------ Trecho de origem ------
A partir da referida EC 32, todavia, a lógica normativa constitucional inverteu-se: as relações jurídicas constituídas e decorrentes de atos praticados durante a vigência da MP rejeitada passaram a manter-se incólumes. Isso somente não ocorre se, de acordo com o parágrafo 11 do art. 62, houver disciplina de modo diverso pelo Congresso Nacional, por meio de decreto legislativo, no prazo de 60 dias após a perda da sua eficácia.
Contudo, cabe frisar que ainda que esse decreto venha a ser elaborado em futuro próximo, no caso da redução da alíquota introduzida pela MP 932/20 – o que não nos parece provável, talvez o mais provável seja o oposto: a derrubada do veto pelo Congresso (art. 66, parágrafos 4º. e 5º., CF/88) -, ele também não pode disciplinar a situação em detrimento de direitos garantidos na própria Carta Magna, como o ato jurídico perfeito e a coisa julgada, garantidos no art. 5º., XXXVI, da CF/88.
Também não cabe opor aqui a aplicação da decisão do STF na ADI 5.709 – Rel Min. Rosa Weber, DJE de 28/6/19 – que, em sede de controle concentrado de constitucionalidade, decidiu que “Medida Provisória não revoga lei anterior, mas apenas suspende os seus efeitos no ordenamento jurídico. (…) Assim, aprovada a MP…surge nova lei, a qual terá o efeito de revogar lei antecedente. Todavia, caso a MP seja rejeitada…a lei primeira vigente no ordenamento, e que estava suspensa, volta a ter eficácia”. (grifamos)
------
Suas tarefas:
1) Segundo o trecho sobre medidas provisórias rejeitadas, por que um eventual decreto legislativo sobre a redução da alíquota da MP 932/20 não pode disciplinar a situação livremente? Responda em uma a três frases.
2) Cite literalmente uma parte do trecho sobre medidas provisórias rejeitadas. Comece nas palavras que trazem "A partir da" e pare depois de "da sua eficácia.".
------ Dados armazenados ------
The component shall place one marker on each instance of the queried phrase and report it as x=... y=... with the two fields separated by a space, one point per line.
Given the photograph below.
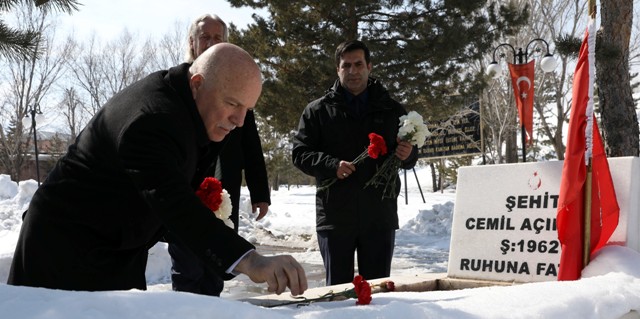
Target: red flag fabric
x=584 y=143
x=522 y=76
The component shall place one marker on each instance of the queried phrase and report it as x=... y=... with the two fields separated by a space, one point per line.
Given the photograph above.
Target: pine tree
x=15 y=43
x=419 y=48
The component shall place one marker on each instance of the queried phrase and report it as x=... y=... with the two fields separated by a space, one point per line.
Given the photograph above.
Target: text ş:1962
x=531 y=246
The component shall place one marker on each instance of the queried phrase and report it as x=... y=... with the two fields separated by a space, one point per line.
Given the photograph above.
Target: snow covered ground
x=610 y=287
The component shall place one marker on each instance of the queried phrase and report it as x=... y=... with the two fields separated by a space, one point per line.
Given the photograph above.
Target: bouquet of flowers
x=216 y=199
x=362 y=291
x=413 y=130
x=376 y=147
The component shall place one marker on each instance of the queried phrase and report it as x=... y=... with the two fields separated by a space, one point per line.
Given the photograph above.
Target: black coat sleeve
x=159 y=155
x=255 y=170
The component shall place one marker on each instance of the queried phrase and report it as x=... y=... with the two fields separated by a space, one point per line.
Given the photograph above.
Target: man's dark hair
x=349 y=46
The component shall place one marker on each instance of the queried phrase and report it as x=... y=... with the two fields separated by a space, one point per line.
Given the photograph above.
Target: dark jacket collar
x=178 y=79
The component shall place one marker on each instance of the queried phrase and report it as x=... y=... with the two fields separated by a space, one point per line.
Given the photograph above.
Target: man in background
x=333 y=130
x=242 y=151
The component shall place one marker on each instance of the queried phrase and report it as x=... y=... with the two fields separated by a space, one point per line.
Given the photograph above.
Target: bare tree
x=30 y=83
x=613 y=78
x=71 y=108
x=89 y=77
x=125 y=61
x=169 y=50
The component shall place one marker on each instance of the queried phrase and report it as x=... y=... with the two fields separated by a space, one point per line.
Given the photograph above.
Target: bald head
x=225 y=83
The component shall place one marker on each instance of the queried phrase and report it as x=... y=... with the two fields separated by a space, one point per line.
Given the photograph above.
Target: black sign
x=456 y=136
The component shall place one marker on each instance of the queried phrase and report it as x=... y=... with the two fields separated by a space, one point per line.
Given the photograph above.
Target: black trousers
x=190 y=274
x=374 y=250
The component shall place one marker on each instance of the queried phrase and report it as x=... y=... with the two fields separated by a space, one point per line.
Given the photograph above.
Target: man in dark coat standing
x=333 y=130
x=126 y=180
x=242 y=151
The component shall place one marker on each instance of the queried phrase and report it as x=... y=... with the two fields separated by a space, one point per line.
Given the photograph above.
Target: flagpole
x=586 y=254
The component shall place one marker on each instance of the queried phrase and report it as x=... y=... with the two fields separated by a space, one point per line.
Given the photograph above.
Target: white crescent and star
x=523 y=94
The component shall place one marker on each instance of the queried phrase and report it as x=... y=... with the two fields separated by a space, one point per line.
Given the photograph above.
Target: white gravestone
x=504 y=224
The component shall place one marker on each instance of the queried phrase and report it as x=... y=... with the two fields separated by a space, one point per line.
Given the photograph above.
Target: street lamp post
x=547 y=64
x=35 y=111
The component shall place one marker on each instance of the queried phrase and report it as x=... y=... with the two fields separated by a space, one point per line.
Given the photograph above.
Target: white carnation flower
x=224 y=212
x=413 y=129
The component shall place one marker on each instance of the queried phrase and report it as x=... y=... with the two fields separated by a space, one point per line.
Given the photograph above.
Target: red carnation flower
x=363 y=290
x=377 y=146
x=210 y=193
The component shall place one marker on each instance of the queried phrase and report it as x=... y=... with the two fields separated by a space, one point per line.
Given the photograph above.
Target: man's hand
x=403 y=150
x=345 y=169
x=279 y=272
x=263 y=207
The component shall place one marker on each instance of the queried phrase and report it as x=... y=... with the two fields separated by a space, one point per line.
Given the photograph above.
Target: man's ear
x=195 y=83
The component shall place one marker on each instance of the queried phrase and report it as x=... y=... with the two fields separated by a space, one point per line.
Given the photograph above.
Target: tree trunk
x=613 y=79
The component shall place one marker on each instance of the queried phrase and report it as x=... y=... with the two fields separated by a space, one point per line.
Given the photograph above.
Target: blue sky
x=154 y=18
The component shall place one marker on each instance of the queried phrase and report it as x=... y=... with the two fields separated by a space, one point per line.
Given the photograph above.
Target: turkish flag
x=522 y=76
x=583 y=144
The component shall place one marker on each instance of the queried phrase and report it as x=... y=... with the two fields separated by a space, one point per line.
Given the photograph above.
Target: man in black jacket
x=126 y=180
x=333 y=130
x=242 y=151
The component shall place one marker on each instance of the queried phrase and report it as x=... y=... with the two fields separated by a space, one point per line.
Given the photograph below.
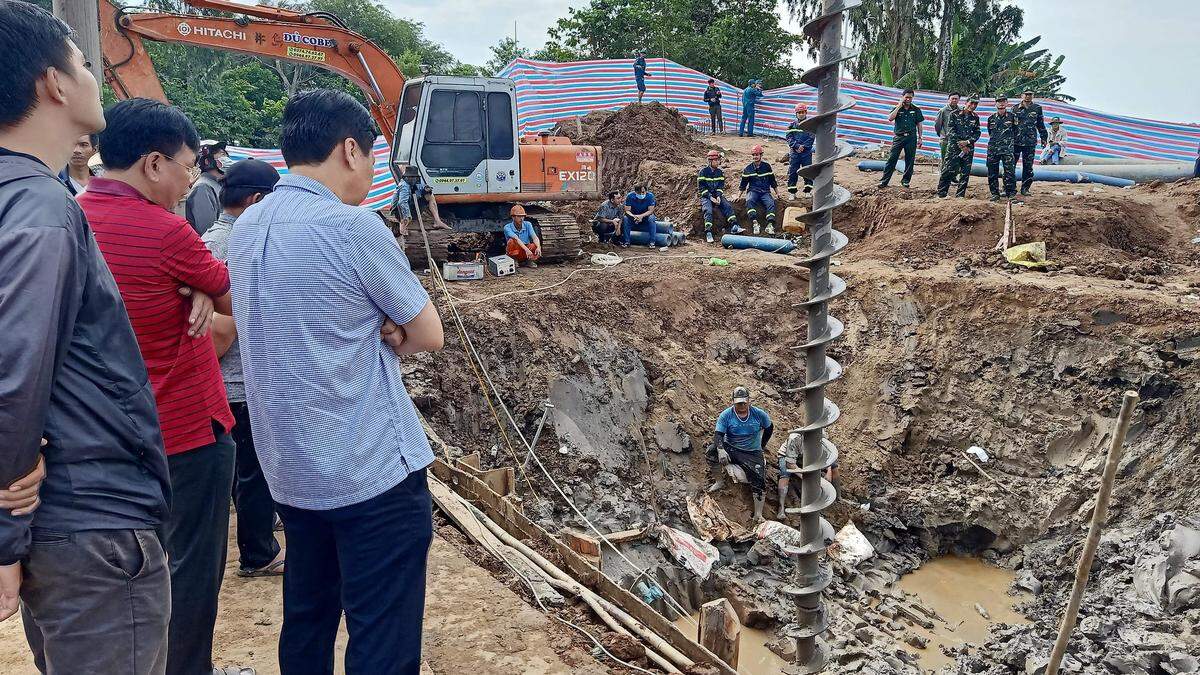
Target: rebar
x=813 y=572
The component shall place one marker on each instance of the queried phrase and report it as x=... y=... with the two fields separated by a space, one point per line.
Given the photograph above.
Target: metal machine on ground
x=459 y=135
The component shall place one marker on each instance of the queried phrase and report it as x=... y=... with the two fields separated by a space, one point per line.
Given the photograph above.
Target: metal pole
x=1093 y=533
x=83 y=17
x=813 y=573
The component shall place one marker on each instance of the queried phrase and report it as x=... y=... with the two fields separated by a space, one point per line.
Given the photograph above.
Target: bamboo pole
x=1093 y=533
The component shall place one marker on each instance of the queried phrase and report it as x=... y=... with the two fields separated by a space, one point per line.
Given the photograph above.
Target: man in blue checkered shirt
x=317 y=281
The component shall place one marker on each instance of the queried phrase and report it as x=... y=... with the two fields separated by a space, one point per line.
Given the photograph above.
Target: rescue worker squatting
x=711 y=184
x=762 y=190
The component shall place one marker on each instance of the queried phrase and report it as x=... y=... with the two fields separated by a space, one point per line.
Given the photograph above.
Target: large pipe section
x=1044 y=174
x=813 y=572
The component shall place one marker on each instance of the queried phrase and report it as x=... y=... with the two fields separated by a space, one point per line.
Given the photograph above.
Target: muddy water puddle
x=754 y=657
x=952 y=586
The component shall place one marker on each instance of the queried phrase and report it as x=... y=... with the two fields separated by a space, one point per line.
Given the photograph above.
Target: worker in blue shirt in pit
x=742 y=432
x=640 y=215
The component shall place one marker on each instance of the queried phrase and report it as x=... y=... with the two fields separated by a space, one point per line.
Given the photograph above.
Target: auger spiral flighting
x=813 y=573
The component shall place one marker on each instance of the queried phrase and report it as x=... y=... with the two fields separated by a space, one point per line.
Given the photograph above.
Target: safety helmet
x=207 y=159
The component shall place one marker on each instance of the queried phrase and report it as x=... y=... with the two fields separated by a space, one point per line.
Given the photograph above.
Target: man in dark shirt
x=906 y=119
x=713 y=97
x=89 y=565
x=1001 y=139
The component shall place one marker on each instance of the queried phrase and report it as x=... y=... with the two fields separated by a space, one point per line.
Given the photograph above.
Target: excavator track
x=414 y=246
x=559 y=236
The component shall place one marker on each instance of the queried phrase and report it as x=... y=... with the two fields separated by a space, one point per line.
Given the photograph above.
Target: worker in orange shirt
x=521 y=239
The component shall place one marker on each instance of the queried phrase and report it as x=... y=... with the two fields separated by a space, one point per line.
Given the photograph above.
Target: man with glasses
x=171 y=285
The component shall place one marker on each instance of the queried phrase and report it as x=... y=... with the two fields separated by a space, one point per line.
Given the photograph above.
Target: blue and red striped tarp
x=549 y=93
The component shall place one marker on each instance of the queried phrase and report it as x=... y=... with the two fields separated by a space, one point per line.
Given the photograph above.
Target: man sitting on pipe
x=742 y=432
x=759 y=183
x=521 y=240
x=711 y=183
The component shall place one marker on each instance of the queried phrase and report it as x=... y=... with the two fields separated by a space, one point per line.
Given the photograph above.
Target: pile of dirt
x=1092 y=234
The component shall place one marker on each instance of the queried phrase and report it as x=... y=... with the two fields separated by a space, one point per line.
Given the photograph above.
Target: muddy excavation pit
x=946 y=347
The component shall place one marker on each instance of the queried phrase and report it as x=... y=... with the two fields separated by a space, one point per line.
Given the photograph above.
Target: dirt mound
x=1091 y=233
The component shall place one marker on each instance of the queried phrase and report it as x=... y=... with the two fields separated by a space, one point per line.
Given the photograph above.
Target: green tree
x=971 y=46
x=732 y=40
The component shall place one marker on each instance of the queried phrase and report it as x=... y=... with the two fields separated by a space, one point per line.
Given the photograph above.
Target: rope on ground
x=474 y=353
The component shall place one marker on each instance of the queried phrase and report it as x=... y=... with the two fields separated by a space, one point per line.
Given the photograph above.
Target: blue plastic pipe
x=1055 y=174
x=761 y=243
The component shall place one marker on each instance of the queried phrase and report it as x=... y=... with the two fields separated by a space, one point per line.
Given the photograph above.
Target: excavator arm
x=311 y=40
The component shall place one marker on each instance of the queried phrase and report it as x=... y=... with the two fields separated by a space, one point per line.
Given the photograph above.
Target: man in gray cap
x=742 y=432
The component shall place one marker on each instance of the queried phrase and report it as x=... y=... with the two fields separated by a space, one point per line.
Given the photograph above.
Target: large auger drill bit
x=813 y=572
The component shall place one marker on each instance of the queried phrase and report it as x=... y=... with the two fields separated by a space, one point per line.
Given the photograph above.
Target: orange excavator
x=459 y=135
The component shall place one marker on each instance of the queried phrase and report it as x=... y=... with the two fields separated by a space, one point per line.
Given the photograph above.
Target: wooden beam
x=720 y=631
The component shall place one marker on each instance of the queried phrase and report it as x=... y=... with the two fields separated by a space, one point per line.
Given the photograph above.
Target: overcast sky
x=1127 y=57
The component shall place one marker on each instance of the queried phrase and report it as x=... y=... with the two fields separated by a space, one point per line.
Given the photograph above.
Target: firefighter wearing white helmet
x=742 y=432
x=711 y=184
x=521 y=239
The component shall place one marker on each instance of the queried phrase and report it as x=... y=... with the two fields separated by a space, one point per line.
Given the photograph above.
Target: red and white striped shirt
x=153 y=252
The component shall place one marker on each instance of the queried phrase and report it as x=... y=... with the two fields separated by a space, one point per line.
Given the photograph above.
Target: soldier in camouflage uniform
x=1001 y=138
x=1031 y=132
x=960 y=135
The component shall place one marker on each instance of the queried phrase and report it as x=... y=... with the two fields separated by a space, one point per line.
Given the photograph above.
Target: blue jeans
x=761 y=201
x=745 y=127
x=365 y=559
x=649 y=223
x=795 y=162
x=706 y=207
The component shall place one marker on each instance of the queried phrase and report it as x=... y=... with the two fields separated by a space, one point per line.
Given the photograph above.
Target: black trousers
x=96 y=601
x=717 y=119
x=369 y=561
x=251 y=499
x=909 y=145
x=197 y=542
x=1025 y=155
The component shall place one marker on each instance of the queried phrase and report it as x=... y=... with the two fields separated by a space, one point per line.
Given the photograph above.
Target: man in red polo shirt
x=149 y=154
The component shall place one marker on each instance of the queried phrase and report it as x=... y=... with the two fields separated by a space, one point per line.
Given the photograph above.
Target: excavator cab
x=460 y=135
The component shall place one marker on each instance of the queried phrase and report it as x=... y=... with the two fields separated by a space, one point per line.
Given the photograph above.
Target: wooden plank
x=504 y=514
x=720 y=631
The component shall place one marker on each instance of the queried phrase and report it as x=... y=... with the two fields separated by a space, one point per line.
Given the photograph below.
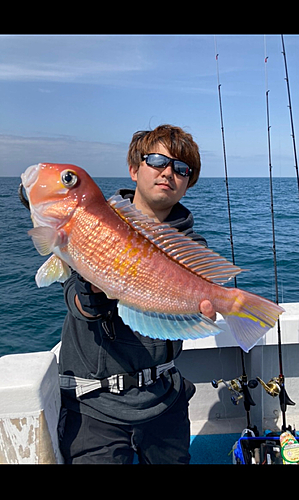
------
Respostas do exercício:
1) Porque o decreto não pode disciplinar a situação em detrimento de direitos garantidos na própria Carta Magna. Entre esses direitos estão o ato jurídico perfeito e a coisa julgada, garantidos no art. 5º., XXXVI, da CF/88.

2)
A partir da referida EC 32, todavia, a lógica normativa constitucional inverteu-se: as relações jurídicas constituídas e decorrentes de atos praticados durante a vigência da MP rejeitada passaram a manter-se incólumes. Isso somente não ocorre se, de acordo com o parágrafo 11 do art. 62, houver disciplina de modo diverso pelo Congresso Nacional, por meio de decreto legislativo, no prazo de 60 dias após a perda da sua eficácia.